SELECTED EXCERPT

-*-*-

I was part of a team that conducted a clinical trial, and we submitted the final report to a well-known journal.  The intervention looked as though it had little effect on the nominated primary outcome, but had beneficial effects on important secondary outcomes. Here are some of the comments that came back from the journal’s editor:

“The study interpretation needs to be based on the primary analysis of the primary endpoint, which was null. Secondary endpoints need to be interpreted as only exploratory and hypothesis generating.”

“…the study conclusions should be focused on the null primary result…”

“To whatever extent the secondary endpoint findings are addressed in the Discussion, it should be brief, and should highlight that the interpretation of positive findings should be considered exploratory and hypothesis generating.”

Let’s consider this a bit.  The editor’s comments reflect a common view of trials:

  1. There is a binary classification of completed trials, into those that are “positive” (they show that one treatment is better than another) and those that are “null” (or “negative” - they don’t show a difference).
  2. This classification should be based only on one specified primary outcome.
  3. Whether a trial is “positive” or “null” should be determined by a significance test.

Not surprisingly, I take issue with all of this.  First, dichotomisation of results. It’s clearly nonsensical to insist that all results should have to be either “positive” or “null,” and statisticians have been arguing against this practice for years. No, decades. But anyway, results can be strongly positive, a bit positive, unsure but looking promising, definitely useless, or anything else.  It does nobody any favours to shoehorn everything into the same two boxes.

And of course, in lots of situations there will be several outcomes that should play a role in our interpretation of the trial, because they are important to patients and clinicians.  Most treatments don’t have just one effect, and patients and clinicians are rightly interested in the effects on all aspects of their lives.  So it makes sense for the interpretation of the results, and their implications for clinical practice, to draw on all of the relevant information.  Hanging the entire interpretation of the trial on one outcome seems … potentially misleading?

And should interpretation of secondary outcomes just be exploratory and hypothesis-generating?   That doesn’t make a lot of sense either. Imagine you run a trial with three important outcomes, one of which you nominate as “primary” in the traditional way.  Now suppose you don’t find any difference in that outcome, but for the other two outcomes, the treatment is clearly beneficial.  Most people would say that provided pretty good evidence that the intervention under test was helpful to patients.  But if you follow the editor’s logic, the evidence of benefit from the “secondary” outcomes is just exploratory, so you now need to do another trial, nominating a different outcome as primary, so that you can test that one, and definitively allocate the result to the “positive” or “null” bin.  You might have to do a third trial too, to test the third outcome, before you can conclude that the treatment is beneficial.  This obviously does not make a lot of sense.

-*-*-

TO DO
1. In the piece about interpreting clinical trials, how did the editor say secondary endpoints should be interpreted?
2. Rewrite the piece about interpreting clinical trials between "1. There is" and "specified primary outcome.", inclusive, replacing "binary classification" with "two-way classification".
Draw only on the piece about interpreting clinical trials.

-*-*-

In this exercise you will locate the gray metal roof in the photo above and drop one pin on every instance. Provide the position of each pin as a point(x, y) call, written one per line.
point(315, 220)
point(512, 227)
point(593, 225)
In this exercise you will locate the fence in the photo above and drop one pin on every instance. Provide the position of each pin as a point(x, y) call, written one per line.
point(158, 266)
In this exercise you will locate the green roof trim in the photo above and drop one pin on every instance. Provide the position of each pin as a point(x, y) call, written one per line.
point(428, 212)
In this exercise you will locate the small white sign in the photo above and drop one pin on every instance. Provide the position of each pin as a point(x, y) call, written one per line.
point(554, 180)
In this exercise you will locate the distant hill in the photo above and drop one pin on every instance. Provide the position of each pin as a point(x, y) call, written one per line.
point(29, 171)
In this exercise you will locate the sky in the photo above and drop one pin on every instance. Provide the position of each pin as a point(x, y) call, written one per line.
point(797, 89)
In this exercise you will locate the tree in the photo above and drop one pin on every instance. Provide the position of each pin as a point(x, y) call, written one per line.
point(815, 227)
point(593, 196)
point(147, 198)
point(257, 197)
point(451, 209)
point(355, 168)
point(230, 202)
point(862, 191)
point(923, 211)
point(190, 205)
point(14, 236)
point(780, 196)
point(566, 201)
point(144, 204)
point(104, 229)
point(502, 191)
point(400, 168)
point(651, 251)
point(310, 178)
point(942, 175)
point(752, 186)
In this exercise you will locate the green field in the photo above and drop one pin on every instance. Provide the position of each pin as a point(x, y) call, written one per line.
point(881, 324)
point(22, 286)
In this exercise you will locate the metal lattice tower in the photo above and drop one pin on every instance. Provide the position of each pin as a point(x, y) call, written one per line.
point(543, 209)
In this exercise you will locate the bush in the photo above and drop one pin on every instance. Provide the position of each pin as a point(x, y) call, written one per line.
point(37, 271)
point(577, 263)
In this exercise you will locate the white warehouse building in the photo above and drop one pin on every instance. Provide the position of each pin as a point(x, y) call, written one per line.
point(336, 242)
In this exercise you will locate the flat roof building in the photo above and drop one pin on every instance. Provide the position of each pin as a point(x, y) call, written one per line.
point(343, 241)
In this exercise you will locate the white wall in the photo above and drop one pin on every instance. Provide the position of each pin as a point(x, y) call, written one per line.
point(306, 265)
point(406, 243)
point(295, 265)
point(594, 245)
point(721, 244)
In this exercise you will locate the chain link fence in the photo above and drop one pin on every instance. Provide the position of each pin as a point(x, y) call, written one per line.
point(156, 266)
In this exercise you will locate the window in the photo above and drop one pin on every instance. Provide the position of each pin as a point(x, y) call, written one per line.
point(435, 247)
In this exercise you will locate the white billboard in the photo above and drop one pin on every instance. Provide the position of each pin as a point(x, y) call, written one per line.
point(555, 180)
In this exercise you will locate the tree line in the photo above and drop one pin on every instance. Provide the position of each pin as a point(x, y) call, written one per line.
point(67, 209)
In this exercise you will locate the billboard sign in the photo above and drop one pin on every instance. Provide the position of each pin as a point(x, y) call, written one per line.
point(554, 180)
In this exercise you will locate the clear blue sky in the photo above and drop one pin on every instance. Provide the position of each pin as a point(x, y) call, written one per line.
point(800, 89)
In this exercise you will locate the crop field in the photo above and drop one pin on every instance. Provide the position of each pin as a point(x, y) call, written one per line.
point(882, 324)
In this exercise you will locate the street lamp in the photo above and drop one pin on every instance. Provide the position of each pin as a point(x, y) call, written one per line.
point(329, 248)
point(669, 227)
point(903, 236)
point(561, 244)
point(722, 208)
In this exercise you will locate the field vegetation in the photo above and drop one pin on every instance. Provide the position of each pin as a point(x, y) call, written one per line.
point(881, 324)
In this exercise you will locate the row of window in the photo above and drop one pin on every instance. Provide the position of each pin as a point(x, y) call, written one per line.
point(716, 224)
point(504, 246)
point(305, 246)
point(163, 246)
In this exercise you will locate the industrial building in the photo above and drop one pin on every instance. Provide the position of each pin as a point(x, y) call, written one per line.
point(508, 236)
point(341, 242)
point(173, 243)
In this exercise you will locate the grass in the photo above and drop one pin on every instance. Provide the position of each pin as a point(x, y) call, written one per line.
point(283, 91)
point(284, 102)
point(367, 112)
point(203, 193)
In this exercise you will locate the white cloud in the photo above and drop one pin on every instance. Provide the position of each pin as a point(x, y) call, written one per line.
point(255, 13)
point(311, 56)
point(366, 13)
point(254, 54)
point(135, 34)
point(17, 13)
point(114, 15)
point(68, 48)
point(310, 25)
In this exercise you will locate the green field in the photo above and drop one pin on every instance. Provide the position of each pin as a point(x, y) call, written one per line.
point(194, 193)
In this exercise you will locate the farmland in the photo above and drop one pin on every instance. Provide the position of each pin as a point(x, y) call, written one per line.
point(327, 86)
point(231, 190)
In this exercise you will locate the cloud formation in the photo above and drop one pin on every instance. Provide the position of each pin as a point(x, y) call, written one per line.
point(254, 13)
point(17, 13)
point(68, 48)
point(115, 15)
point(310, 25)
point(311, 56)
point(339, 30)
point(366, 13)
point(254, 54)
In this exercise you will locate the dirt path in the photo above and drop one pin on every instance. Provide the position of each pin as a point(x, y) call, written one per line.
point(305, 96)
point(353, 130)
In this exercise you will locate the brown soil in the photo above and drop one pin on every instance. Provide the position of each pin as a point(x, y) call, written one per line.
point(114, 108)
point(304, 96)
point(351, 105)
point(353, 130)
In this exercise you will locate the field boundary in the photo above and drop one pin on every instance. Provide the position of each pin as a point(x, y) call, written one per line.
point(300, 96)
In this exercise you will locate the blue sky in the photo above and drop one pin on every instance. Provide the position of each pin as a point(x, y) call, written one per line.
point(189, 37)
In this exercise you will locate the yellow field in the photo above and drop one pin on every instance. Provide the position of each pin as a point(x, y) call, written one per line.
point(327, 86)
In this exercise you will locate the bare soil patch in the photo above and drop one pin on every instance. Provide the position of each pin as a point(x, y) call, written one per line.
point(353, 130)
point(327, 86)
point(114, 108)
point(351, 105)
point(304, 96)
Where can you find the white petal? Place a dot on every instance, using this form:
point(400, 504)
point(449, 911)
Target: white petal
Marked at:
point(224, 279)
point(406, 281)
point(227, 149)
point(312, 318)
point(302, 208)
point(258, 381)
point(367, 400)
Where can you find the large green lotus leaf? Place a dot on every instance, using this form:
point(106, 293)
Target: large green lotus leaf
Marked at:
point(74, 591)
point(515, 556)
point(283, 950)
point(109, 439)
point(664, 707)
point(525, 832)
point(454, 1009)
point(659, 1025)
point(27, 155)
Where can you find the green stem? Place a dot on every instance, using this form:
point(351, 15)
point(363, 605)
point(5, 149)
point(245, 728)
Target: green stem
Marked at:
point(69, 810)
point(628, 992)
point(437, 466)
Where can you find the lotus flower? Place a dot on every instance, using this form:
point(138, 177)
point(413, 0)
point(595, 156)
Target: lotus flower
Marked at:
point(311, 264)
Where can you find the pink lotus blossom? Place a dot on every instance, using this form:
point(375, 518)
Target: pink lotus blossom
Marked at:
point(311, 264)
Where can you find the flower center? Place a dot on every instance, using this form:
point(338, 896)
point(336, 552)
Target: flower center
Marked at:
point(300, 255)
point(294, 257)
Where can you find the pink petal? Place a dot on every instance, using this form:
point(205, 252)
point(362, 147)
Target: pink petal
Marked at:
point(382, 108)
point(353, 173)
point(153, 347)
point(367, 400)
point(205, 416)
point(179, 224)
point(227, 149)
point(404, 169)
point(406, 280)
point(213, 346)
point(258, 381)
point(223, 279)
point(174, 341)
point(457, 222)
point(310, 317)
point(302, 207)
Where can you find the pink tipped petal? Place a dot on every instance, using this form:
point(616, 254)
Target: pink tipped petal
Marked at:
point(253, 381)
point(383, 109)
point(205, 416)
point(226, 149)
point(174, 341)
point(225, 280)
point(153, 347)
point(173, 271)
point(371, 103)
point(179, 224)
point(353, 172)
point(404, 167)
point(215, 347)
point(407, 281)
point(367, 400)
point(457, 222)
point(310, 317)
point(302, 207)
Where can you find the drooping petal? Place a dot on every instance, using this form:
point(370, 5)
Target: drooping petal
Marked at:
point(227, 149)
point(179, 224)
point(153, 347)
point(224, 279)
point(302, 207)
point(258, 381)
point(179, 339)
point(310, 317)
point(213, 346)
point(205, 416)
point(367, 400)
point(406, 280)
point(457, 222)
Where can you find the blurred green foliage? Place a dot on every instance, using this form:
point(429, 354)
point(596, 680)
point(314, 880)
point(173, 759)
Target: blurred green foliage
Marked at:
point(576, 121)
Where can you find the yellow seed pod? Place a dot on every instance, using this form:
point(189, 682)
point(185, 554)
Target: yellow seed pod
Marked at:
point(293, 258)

-*-*-

RESPONSES TO THE TASKS
1. As only exploratory and hypothesis generating.

2.
1. There is a two-way classification of completed trials, into those that are “positive” (they show that one treatment is better than another) and those that are “null” (or “negative” - they don’t show a difference).
  2. This classification should be based only on one specified primary outcome.